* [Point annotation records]
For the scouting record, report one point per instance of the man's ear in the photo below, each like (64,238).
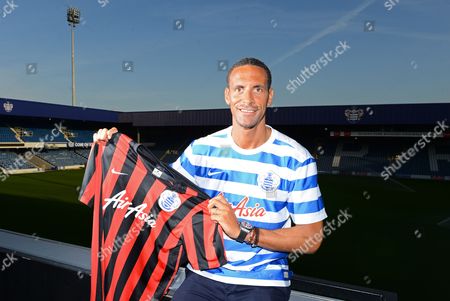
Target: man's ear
(269,101)
(226,94)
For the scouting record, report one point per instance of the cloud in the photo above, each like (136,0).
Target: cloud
(338,25)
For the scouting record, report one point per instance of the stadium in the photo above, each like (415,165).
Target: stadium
(318,130)
(390,222)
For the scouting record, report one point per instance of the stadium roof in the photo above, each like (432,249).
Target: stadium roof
(391,114)
(23,108)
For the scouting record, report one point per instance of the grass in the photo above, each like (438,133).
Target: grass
(391,242)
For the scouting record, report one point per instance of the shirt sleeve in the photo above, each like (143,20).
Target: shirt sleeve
(90,184)
(203,241)
(185,164)
(305,204)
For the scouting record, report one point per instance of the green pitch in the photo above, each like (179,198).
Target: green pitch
(390,238)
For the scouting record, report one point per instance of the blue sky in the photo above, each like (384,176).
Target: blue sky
(404,60)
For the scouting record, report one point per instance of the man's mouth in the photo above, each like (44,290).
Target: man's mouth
(247,110)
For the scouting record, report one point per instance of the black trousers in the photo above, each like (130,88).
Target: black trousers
(199,288)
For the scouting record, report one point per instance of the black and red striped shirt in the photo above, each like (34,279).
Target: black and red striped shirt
(147,221)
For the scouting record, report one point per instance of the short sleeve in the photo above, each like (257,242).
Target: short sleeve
(185,164)
(90,182)
(305,204)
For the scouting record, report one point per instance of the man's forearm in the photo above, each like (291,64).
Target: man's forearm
(288,239)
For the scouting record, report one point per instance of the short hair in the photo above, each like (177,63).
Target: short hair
(254,62)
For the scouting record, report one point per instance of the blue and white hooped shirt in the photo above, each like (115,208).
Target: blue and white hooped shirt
(268,186)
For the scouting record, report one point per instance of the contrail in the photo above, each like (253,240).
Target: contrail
(340,23)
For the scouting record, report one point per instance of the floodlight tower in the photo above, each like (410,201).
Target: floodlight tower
(73,17)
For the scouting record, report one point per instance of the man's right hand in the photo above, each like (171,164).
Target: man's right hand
(104,134)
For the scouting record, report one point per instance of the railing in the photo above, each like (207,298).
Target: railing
(34,268)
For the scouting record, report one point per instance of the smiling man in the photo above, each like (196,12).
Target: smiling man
(261,181)
(265,195)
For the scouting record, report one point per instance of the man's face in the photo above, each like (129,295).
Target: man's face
(248,96)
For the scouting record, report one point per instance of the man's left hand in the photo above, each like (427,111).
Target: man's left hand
(222,213)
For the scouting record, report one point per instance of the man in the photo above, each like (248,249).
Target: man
(260,181)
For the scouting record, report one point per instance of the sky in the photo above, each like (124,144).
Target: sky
(151,55)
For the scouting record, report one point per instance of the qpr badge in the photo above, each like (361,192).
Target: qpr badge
(169,200)
(269,181)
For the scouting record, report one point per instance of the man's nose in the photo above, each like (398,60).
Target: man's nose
(248,95)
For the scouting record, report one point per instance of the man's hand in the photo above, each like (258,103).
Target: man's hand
(104,134)
(222,213)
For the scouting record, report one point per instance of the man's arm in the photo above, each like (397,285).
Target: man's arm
(307,236)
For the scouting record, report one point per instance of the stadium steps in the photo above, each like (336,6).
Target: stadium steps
(41,163)
(17,135)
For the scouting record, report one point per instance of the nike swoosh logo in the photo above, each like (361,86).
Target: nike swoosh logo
(214,173)
(119,173)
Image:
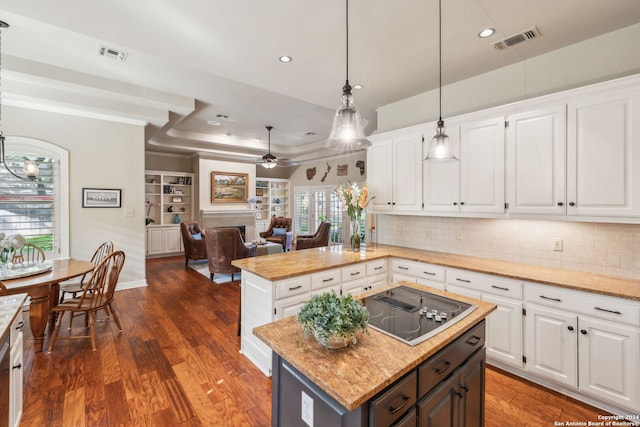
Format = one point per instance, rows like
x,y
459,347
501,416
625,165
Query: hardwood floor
x,y
177,363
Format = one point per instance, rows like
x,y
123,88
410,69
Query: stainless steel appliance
x,y
412,315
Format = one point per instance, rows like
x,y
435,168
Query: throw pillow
x,y
279,231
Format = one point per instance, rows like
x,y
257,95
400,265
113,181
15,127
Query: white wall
x,y
608,249
602,58
101,155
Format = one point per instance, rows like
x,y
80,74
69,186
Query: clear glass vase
x,y
355,235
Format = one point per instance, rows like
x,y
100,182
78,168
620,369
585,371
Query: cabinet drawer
x,y
390,405
290,287
325,278
438,367
486,283
377,267
354,272
600,306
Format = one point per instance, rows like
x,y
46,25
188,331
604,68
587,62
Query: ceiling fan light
x,y
440,149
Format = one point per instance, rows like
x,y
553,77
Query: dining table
x,y
42,283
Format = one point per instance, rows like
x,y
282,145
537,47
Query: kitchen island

* [Task details]
Extract, word for word, every line from the one holding "each like (124,144)." through the closing line of the data above. Do not include any pictures.

* [Result for this task]
For the scouting record, report one point per instance of the sky in the photo above, each like (124,144).
Target: sky
(151,55)
For the scouting record, report one point per instance of the qpr badge in the photo above, each like (361,192).
Target: qpr badge
(169,200)
(269,181)
For the scouting record, report one point per instance of the man's nose in the photo above, each like (398,60).
Target: man's nose
(248,95)
For the scouting record, report one point per instance of the man's hand in the photo above, each like (258,103).
Target: man's hand
(104,134)
(222,213)
For the scouting record, report one point per instance of the man's arm in the photo above, each like (397,285).
Target: man's arm
(307,236)
For the scouting record, report one point per instance of the stadium steps in the photo above, each like (336,6).
Target: stadium steps
(41,163)
(17,135)
For the scouting record, report one point per instance of the nike swoosh logo in the photo above, each like (361,86).
Target: nike swoosh logo
(214,173)
(119,173)
Image:
Format = one point per instance, rows like
x,y
459,347
501,416
625,165
Query: hardwood floor
x,y
177,363
Format = one point per instance, rows like
x,y
123,88
410,69
Query: stainless steel appliance
x,y
412,315
Format = one point per instance, rows like
x,y
435,168
Query: throw pillow
x,y
279,231
Format = one point per instance, rows like
x,y
257,95
400,265
113,181
15,127
Query: white wall
x,y
608,249
602,58
101,155
Format = one point per instance, rows like
x,y
80,74
69,186
Query: clear glass vase
x,y
355,235
Format = one point per instance, rows like
x,y
100,182
78,168
620,369
585,371
Query: cabinet drawer
x,y
390,405
290,287
325,278
438,367
486,283
377,267
354,272
600,306
Format = one point per instance, rows like
x,y
46,25
188,331
604,68
587,62
Query: ceiling fan light
x,y
440,149
Format = one point per instance, rows like
x,y
553,77
Query: dining table
x,y
42,283
Format = one point per instance, rows like
x,y
282,145
537,47
Query: kitchen island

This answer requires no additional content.